Citation Numbers: 79 U.S. 433, 20 L. Ed. 442, 12 Wall. 433, 1870 U.S. LEXIS 1212
Judges: M-Iv, Miller, Strong
Filed Date: 11/27/1871
Status: Precedential
Modified Date: 10/19/2024
Supreme Court of United States.
*435 Messrs. Carlisle and McPherson, for the plaintiffs in error; Mr. W.W. Boyce, contra.
Mr. Justice MILLER delivered the opinion of the court.
1. The exception as to the introduction of testimony relates to four affidavits, which are referred to in the bill of exceptions as "Exhibit 4." There is no such exhibit in the record, nor anything else which can be identified as either of these affidavits. We cannot, therefore, determine whether their admission damaged the defence or not, and the assignment of error based on this exception must be overruled.
2. The assignment which alleges error in the charge of *436 the judge is equally unfortunate. The charge is a very full and elaborate discussion of the law and the facts of the case, and no particular part of the charge, nor any special, proposition of law found in it, is excepted to. We have repeatedly held that a general exception to the whole of such a charge is insufficient.

Dataset items:
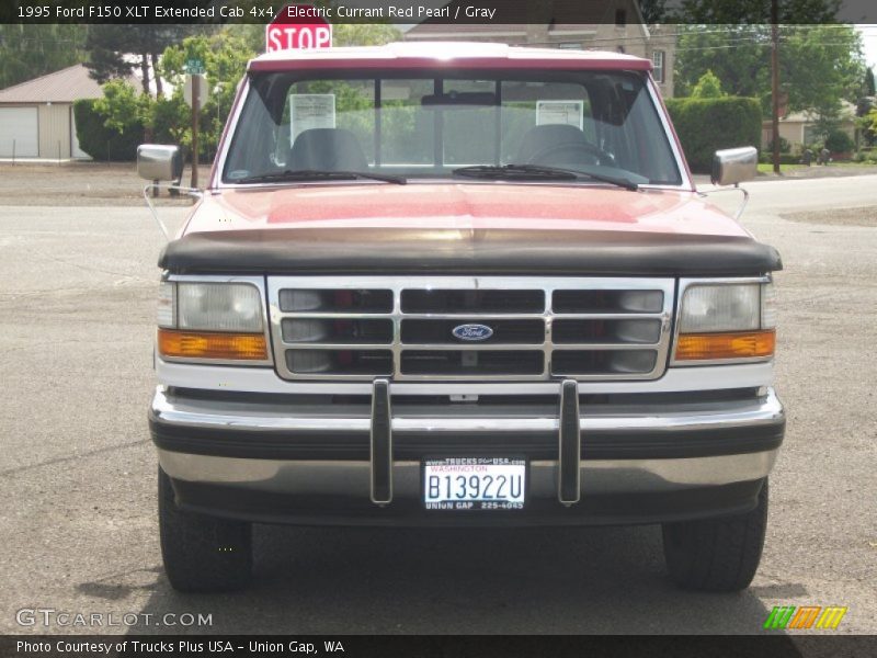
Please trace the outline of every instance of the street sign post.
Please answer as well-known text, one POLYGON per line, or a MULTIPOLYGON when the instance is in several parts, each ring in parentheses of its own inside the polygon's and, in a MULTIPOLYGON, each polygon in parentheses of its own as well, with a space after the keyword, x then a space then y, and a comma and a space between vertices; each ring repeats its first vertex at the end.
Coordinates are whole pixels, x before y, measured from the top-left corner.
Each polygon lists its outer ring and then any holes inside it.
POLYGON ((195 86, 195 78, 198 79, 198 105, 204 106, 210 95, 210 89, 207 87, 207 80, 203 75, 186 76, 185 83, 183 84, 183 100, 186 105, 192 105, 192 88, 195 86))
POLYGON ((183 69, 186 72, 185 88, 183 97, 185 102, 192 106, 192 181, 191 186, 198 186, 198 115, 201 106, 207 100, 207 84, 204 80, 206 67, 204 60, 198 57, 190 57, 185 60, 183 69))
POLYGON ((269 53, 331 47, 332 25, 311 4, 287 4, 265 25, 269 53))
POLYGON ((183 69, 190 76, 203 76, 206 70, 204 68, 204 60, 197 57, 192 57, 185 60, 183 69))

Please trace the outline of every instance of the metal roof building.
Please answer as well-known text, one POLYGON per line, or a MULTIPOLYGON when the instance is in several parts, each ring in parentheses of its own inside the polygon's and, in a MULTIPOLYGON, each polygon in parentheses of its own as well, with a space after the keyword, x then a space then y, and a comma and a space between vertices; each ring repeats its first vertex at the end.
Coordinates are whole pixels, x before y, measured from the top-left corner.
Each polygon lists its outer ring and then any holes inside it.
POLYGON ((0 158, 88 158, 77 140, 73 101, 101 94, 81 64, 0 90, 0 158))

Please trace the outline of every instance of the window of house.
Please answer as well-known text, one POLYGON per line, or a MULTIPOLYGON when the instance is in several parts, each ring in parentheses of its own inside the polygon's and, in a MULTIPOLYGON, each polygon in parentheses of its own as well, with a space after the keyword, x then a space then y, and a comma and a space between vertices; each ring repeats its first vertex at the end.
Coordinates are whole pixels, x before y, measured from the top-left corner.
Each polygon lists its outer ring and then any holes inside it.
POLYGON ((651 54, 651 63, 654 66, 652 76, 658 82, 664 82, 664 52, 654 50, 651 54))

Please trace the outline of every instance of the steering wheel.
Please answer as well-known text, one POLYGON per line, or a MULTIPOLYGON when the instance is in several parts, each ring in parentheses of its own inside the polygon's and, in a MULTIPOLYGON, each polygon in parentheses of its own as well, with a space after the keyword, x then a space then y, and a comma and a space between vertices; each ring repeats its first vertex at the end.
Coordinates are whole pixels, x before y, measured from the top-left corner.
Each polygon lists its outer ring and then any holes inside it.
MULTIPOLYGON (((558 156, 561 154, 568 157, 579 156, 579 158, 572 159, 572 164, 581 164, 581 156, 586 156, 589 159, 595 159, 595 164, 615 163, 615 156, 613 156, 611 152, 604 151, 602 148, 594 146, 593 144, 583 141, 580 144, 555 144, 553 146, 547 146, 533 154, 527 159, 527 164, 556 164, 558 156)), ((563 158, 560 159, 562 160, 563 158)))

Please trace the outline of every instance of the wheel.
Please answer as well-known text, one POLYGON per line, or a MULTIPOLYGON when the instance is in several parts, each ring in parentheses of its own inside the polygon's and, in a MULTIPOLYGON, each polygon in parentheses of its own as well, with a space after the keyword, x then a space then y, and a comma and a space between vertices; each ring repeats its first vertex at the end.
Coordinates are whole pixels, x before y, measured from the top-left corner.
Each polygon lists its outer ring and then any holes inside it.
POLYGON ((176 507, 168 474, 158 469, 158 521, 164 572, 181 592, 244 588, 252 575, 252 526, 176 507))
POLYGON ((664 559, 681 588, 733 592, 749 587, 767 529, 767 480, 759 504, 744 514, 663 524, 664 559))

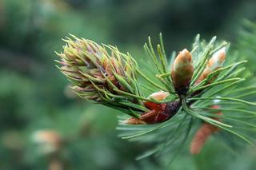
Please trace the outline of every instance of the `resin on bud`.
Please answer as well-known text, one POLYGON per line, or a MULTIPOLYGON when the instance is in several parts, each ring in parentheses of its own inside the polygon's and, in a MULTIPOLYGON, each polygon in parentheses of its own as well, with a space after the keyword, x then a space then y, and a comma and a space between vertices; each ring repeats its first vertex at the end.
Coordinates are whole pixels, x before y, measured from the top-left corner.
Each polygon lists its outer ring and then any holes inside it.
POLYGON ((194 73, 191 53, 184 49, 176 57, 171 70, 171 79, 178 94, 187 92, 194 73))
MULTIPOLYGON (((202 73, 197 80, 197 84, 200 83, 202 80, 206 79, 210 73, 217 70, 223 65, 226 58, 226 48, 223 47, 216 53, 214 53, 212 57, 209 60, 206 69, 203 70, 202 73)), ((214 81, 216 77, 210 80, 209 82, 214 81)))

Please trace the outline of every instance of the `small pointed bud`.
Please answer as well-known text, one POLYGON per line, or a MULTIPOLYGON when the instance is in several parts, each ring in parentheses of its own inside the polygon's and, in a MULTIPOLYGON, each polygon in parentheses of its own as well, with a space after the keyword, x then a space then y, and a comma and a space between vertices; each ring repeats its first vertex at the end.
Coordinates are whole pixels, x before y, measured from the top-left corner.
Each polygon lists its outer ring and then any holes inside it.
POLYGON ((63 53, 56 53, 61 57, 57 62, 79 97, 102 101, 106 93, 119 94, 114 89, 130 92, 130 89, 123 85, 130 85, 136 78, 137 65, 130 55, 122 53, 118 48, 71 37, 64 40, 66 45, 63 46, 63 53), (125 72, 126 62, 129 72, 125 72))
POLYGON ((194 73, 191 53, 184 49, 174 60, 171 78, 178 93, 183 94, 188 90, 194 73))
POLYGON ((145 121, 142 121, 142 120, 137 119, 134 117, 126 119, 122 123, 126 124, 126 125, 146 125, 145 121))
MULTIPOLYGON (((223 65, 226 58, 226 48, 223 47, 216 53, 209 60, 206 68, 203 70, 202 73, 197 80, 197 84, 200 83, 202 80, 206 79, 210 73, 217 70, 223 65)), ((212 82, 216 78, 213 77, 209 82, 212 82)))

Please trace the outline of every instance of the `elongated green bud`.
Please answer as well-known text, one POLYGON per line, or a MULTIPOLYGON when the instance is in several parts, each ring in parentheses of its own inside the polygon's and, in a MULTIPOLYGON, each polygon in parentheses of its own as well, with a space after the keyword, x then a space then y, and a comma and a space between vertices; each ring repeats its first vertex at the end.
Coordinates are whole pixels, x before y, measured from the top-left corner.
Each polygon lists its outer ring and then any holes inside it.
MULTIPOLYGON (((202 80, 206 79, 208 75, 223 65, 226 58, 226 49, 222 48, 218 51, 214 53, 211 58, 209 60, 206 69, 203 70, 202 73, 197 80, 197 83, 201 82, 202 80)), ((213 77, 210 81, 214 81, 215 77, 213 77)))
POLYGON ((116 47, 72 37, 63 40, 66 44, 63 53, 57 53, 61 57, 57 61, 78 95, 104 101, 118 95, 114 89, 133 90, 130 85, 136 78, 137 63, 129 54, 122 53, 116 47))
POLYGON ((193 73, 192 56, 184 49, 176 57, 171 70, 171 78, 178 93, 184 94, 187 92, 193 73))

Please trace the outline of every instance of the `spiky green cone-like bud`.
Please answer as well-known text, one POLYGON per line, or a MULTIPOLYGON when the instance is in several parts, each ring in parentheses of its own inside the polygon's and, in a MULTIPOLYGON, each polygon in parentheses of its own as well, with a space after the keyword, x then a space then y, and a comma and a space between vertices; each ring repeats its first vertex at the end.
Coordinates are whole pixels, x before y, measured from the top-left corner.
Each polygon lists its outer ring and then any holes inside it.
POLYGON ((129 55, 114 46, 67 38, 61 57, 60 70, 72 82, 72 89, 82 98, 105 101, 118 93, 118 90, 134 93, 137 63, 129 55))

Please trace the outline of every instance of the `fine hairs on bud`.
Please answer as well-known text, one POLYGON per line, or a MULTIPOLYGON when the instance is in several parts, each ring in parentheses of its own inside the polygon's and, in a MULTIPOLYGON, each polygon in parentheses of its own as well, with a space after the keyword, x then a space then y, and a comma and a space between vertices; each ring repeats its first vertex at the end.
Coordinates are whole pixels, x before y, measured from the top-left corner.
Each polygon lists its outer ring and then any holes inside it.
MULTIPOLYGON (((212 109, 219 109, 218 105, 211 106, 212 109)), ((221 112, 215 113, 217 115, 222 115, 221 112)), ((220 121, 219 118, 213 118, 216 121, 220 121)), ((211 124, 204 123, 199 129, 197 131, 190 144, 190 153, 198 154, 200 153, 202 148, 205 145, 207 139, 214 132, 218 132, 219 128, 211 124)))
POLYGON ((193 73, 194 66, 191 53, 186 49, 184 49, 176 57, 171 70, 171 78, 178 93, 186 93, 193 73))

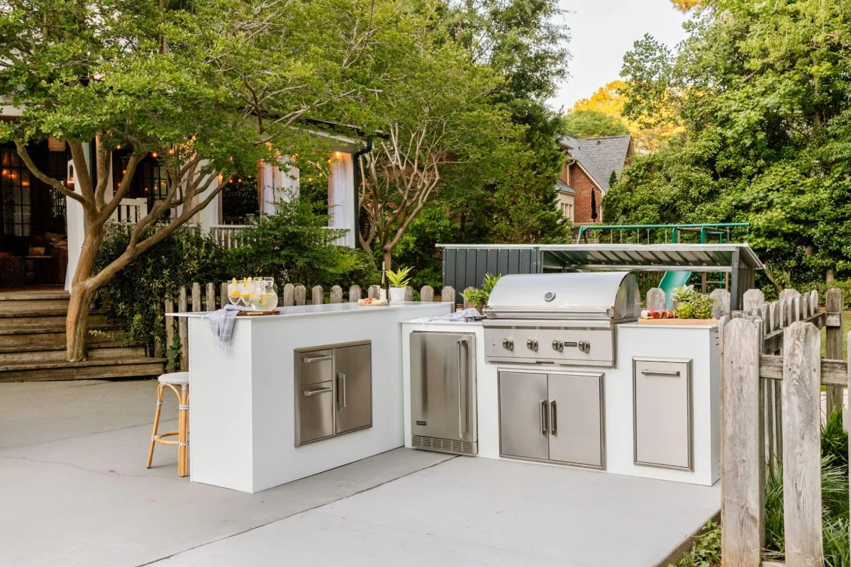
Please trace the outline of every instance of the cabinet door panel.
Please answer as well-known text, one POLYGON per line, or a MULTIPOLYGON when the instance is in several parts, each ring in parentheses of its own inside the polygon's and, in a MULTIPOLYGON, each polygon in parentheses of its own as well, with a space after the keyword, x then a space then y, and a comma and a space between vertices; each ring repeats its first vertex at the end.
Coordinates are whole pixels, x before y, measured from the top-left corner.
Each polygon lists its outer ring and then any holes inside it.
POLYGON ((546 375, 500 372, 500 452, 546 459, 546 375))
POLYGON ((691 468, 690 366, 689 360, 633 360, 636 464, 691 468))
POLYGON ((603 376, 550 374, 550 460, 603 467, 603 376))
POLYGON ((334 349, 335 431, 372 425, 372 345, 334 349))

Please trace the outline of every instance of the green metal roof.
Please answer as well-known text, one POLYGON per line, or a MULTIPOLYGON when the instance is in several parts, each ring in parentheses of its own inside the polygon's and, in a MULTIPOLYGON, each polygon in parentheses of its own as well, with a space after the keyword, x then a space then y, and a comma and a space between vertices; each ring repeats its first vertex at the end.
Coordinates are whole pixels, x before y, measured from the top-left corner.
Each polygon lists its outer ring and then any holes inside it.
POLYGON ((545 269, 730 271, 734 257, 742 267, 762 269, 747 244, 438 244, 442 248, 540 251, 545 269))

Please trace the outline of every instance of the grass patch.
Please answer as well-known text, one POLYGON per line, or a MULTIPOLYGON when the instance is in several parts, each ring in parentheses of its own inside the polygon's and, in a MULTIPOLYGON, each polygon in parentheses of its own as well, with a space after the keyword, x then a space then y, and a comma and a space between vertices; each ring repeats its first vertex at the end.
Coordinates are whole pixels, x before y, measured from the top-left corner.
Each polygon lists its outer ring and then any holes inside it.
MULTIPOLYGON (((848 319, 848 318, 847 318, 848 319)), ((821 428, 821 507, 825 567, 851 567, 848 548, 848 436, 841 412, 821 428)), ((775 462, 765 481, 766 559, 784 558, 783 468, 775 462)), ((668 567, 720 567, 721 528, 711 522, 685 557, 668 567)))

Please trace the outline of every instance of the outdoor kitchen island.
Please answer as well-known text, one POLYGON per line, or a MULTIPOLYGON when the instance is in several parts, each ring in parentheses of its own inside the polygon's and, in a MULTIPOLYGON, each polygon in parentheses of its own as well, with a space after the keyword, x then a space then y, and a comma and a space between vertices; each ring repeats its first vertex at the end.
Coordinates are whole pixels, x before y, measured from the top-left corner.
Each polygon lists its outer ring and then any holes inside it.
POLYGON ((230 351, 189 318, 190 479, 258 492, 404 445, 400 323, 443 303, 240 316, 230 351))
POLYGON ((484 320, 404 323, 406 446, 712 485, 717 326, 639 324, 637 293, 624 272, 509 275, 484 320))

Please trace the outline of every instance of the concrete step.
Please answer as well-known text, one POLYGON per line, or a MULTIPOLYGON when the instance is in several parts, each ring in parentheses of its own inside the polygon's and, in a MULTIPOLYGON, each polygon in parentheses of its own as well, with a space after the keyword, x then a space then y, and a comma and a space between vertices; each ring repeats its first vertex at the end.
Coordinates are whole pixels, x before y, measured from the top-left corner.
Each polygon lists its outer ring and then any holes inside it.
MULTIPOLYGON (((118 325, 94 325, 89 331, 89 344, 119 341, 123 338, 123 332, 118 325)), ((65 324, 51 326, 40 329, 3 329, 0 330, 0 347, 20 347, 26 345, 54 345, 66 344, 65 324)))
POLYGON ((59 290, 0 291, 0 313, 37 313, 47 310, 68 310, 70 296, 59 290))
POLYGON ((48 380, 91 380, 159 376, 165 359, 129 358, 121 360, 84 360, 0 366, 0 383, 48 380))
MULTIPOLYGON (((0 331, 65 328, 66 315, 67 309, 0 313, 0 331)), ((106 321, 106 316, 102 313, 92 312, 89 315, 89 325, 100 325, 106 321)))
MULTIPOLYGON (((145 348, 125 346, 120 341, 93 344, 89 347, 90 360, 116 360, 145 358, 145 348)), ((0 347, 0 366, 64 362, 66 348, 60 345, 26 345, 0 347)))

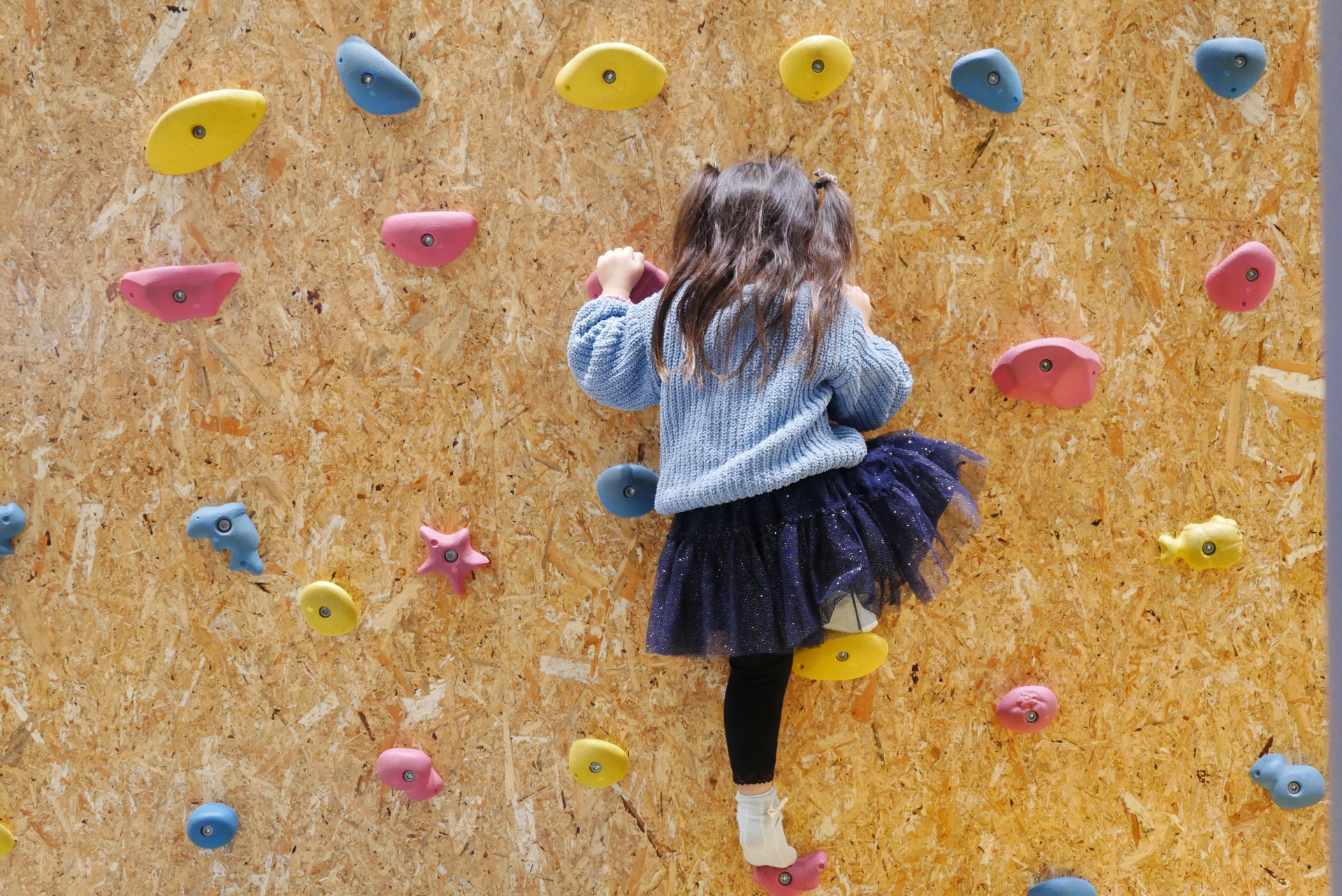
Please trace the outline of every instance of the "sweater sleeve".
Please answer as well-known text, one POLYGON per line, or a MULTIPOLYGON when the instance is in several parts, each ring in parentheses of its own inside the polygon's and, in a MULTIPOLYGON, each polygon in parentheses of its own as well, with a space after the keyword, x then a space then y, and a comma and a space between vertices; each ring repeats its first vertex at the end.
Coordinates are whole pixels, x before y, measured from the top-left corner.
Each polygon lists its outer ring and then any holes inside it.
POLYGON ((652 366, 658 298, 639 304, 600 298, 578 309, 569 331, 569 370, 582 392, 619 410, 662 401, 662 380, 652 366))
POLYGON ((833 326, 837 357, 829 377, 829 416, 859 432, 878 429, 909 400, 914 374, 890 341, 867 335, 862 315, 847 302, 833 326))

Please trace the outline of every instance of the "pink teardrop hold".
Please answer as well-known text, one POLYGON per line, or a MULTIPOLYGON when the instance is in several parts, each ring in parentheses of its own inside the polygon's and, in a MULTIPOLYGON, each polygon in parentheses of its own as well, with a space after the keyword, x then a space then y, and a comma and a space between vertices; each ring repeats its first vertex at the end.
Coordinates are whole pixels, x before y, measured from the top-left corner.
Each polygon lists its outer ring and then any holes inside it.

• **Brief 1**:
Answer these from the court opinion:
(a) Who delivered the opinion of the court?
(b) What filed date is listed?
(c) What name does the bill of exceptions give the four affidavits?
• **Brief 2**: List every citation number given for the court opinion.
The dataset items have nothing to do with the court opinion.

• **Answer 1**:
(a) Mr. Justice Miller
(b) 11/27/1871
(c) "Exhibit 4"

• **Answer 2**:
79 U.S. 433
20 L. Ed. 442
12 Wall. 433
1870 U.S. LEXIS 1212